*OBJECTIFS:*
1. Restituez sans modification le passage sur la Maîtrise de Chartres, entre « Notre connaissance de » et « cérémonies et étudier. » inclus.
2. Reprenez le texte sur l’ancienne Maîtrise de la cathédrale de Chartres et poursuivez-le à partir de sa dernière phrase.

*PASSAGE FOURNI:*
****************************************

© extrait ouvrage de Clerval, la Maîtrise

Notre connaissance de la Maîtrise ancienne de la cathédrale repose essentiellement sur l’ouvrage de l’abbé Clerval : « L’ancienne Maîtrise de Notre-Dame de Chartres du Ve siècle à la Révolution », Paris, 1899.

Origines
De tout temps, on a recherché des voix harmonieuses pour chanter la gloire de Dieu et tout naturellement, des écoles se sont créées à proximité des églises pour enseigner le chant : ce sont les ancêtres des Maîtrises.

À Chartres, comme dans de nombreuses paroisses cathédrales, se crée dès saint Lubin (VIe siècle) une école cléricale de 72 jeunes enfants consacrés à Dieu par leurs parents ou choisis par les évêques pour leur vertu et leur talent. Ils y étudient les lettres mais y apprennent aussi à chanter les louanges de Dieu, participer aux cérémonies et étudier.

En 1127, la musique chartraine étant complexe, un groupe va se désolidariser de l’école épiscopale et s’adonner prioritairement au chant : la Maîtrise est née. Composée de 6 enfants à sa création, elle n’en comptera jamais plus de 12.

Organisation
Les enfants entrent à la Maîtrise vers 7 ans et en repartent vers 17 ans.
Un maître à l’origine, puis deux maîtres ensuite, s’occupent d’eux : un maître de grammaire qui perdra sa prépondérance à la fin du XVe siècle au profit du maître de musique. Le premier maître de musique est Jean de Santander ; le dernier avant la Révolution sera Pierre Desvignes.

Du XIVe au XVIe siècle, les petits maîtrisiens, qui doivent habiter ensemble, changent au moins 7 fois de lieu de résidence jusqu’à ce qu’en 1545, ne soit acquise une maison dans laquelle ils resteront jusqu’à la Révolution et qui existe encore, près de la porte de l’Officialité (donnant rue des Lisses).
La maison se compose de :
      – un dortoir transformé en cellules individuelles en 1773
      – une cuisine
      – une salle d’étude
      – un cabinet
      – une infirmerie
      – une chambre pour le maître de musique
      – quelques chambres pour la servante, les musiciens de passage, …

Les maîtres de musique sont recrutés avec soin par concours. Ils peuvent venir de très loin et sont parfois des compositeurs connus comme Nicolas Bernier (1664-1734).

****************************************

*DONNÉES AFFICHÉES:*

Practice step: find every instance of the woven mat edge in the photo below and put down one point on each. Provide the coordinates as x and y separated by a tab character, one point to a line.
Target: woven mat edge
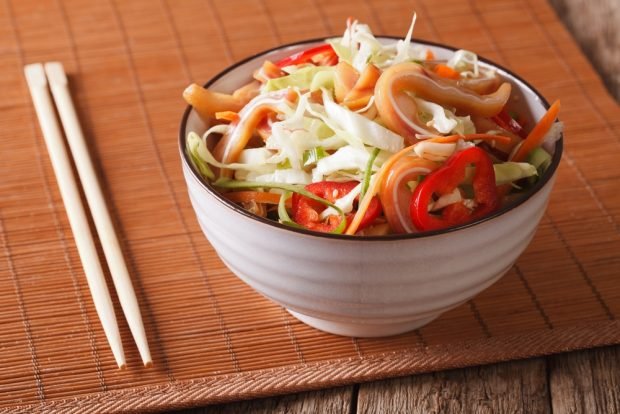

****************************************

*RÉSULTATS:*
1.
Notre connaissance de la Maîtrise ancienne de la cathédrale repose essentiellement sur l’ouvrage de l’abbé Clerval : « L’ancienne Maîtrise de Notre-Dame de Chartres du Ve siècle à la Révolution », Paris, 1899.

Origines
De tout temps, on a recherché des voix harmonieuses pour chanter la gloire de Dieu et tout naturellement, des écoles se sont créées à proximité des églises pour enseigner le chant : ce sont les ancêtres des Maîtrises.

À Chartres, comme dans de nombreuses paroisses cathédrales, se crée dès saint Lubin (VIe siècle) une école cléricale de 72 jeunes enfants consacrés à Dieu par leurs parents ou choisis par les évêques pour leur vertu et leur talent. Ils y étudient les lettres mais y apprennent aussi à chanter les louanges de Dieu, participer aux cérémonies et étudier.

2.
Les maîtrisiens, selon les époques, apprennent le chant, la composition et un instrument : l’orgue reste l’instrument principal, puis dès 1655 on introduit le serpent et le basson ; la contrebasse peine à s’imposer à la fin du XVIIe siècle et le violon fait une apparition timide au XVIIIe siècle.

Le costume des maîtrisiens
Le costume religieux des jeunes maîtrisiens, qui sont rasés à toutes les grandes fêtes, se compose de :
      – une soutane
      – par-dessus, une aube (c’est la raison pour laquelle ils sont dits « enfants d’aubes » dans certains textes) qui, en 1572 remplace le surplis
      – une ceinture pour resserrer l’aube à la taille
      – dès le XVIe siècle, un camail lorsqu’il fait froid
      – un petit chapeau rond (capelli) puis carré (birreta)

© Médiathèque de Chartres

L’emploi du temps des maîtrisiens
La journée des maîtrisiens commence à 4h. Les enfants assurent le service liturgique du jour, installés dans le chœur de la cathédrale :
      – mâtines
      – laudes
      – prime
      – la messe de Beata
      – la messe d’Obit
      – la messe capitulaire
      – sexte
      – nones
      – vêpres
      – complies

À ces services il convient d’ajouter des cérémonies spécifiques à des fêtes ou des moments particuliers.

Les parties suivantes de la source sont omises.